(Dataset entries)
-----

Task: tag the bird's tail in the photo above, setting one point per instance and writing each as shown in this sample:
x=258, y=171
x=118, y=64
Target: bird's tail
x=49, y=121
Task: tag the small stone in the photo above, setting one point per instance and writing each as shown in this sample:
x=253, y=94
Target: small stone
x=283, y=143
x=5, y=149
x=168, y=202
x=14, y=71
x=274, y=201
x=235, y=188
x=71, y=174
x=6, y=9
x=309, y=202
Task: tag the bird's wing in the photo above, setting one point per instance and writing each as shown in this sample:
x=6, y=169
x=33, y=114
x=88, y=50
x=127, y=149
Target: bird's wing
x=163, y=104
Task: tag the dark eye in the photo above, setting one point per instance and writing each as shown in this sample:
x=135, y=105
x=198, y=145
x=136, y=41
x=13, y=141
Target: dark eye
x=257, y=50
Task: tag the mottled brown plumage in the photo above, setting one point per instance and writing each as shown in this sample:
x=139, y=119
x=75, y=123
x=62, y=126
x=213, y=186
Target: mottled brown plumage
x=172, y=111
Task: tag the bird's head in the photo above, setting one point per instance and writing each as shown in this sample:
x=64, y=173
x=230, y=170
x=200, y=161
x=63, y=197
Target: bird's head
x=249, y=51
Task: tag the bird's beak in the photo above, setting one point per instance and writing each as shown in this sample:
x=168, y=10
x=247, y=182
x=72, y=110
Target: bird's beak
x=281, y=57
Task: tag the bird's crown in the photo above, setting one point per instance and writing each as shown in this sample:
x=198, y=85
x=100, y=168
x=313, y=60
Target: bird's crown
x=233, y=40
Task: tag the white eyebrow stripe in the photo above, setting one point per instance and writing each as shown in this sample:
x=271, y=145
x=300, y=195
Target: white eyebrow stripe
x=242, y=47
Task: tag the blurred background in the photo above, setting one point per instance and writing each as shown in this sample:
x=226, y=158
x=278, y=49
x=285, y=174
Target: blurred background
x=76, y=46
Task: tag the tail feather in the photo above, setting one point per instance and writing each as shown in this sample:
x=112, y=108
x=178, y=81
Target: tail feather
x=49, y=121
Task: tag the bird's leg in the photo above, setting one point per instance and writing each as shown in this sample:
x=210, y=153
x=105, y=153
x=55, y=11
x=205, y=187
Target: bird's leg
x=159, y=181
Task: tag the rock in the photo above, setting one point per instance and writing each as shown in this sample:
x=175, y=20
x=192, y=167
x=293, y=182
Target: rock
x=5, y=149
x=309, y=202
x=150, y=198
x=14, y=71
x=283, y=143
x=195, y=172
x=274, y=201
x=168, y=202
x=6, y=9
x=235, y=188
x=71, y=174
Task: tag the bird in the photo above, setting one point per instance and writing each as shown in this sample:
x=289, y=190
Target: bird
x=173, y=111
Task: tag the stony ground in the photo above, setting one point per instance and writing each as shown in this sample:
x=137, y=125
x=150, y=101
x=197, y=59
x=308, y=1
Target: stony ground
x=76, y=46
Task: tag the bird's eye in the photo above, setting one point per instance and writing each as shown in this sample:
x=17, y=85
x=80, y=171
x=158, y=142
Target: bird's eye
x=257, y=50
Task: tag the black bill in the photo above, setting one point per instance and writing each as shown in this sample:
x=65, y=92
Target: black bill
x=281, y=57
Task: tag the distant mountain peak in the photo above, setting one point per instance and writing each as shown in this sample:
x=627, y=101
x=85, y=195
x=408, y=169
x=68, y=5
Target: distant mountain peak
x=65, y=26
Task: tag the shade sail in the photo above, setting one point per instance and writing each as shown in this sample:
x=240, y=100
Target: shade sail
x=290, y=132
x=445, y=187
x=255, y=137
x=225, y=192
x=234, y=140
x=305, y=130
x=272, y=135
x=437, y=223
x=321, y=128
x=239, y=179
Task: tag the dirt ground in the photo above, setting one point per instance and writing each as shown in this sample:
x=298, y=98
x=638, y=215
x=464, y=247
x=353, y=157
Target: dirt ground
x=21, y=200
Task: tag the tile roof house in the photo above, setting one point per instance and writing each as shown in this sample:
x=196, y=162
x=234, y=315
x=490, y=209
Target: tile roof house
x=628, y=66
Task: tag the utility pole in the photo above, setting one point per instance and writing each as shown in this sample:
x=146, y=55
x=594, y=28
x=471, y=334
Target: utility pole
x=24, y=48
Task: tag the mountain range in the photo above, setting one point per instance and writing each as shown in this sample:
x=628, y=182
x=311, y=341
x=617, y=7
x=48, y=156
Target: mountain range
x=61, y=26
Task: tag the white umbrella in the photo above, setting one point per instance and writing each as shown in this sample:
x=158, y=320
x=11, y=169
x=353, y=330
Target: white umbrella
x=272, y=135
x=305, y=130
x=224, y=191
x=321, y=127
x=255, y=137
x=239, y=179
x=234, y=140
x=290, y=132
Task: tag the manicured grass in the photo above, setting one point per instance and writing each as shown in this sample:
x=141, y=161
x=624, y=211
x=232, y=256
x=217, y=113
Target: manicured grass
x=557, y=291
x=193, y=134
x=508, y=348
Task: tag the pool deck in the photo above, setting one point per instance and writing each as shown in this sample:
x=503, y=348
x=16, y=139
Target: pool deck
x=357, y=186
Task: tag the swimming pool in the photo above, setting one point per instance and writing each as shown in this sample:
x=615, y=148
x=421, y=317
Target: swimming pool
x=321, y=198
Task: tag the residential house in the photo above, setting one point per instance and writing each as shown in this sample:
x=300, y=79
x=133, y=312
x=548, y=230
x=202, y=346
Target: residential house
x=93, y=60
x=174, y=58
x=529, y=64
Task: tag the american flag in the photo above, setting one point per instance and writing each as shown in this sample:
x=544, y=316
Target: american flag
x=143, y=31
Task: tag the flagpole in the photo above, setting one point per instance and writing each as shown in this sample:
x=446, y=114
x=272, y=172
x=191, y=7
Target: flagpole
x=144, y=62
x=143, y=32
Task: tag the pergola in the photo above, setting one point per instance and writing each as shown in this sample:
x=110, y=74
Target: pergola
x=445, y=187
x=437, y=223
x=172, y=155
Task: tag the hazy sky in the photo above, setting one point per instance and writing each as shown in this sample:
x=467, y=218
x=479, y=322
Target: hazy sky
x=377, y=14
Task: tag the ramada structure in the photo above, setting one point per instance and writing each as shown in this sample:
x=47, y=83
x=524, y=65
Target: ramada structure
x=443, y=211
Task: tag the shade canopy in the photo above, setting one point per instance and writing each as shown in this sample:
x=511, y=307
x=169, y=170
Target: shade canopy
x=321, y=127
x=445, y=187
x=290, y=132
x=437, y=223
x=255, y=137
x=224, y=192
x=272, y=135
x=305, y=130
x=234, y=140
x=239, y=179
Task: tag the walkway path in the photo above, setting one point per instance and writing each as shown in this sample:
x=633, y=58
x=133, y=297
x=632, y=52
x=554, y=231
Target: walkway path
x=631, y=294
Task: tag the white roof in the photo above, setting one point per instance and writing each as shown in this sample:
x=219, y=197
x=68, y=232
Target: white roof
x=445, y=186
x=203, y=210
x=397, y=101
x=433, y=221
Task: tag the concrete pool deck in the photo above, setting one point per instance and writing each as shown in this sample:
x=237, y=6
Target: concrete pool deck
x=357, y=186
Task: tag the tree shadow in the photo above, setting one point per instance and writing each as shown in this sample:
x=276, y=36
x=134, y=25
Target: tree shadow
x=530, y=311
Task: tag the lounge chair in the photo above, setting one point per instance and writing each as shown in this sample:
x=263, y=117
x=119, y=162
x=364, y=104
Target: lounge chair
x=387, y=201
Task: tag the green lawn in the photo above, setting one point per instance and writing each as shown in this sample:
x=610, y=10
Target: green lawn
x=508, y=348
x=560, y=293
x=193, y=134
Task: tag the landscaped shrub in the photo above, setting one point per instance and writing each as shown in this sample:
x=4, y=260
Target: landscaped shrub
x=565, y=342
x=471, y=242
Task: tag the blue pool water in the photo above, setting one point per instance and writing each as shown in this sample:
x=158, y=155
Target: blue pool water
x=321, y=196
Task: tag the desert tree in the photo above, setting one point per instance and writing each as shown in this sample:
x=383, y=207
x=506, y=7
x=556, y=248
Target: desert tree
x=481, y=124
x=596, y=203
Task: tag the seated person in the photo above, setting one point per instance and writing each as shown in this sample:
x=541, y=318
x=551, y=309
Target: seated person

-----

** What is required **
Copy every line of the material from the line containing "Task: tag the landscaped" through the end of the material, subtracting 20 from each x and y value in the answer coordinates. Keep the coordinates shown as format samples unchanged.

** Result of this exercise **
Task: tag the landscaped shrub in the photo above, setting one point per instance and writing each as shown in this sample:
x=4, y=260
Target: landscaped shrub
x=545, y=322
x=451, y=222
Task: tag the blue pool water in the photo above, setting one point per instance and writing each as shown in this sample:
x=158, y=155
Target: blue pool water
x=301, y=176
Task: tag the desert tree in the photo above, setting one point per instance and writing each as shown in this sample:
x=383, y=207
x=506, y=7
x=556, y=248
Target: desert tree
x=461, y=104
x=576, y=183
Task: tag the seated person in the photo above, setting one point per instance and writing each as shown in this sample:
x=541, y=318
x=551, y=309
Target: seated person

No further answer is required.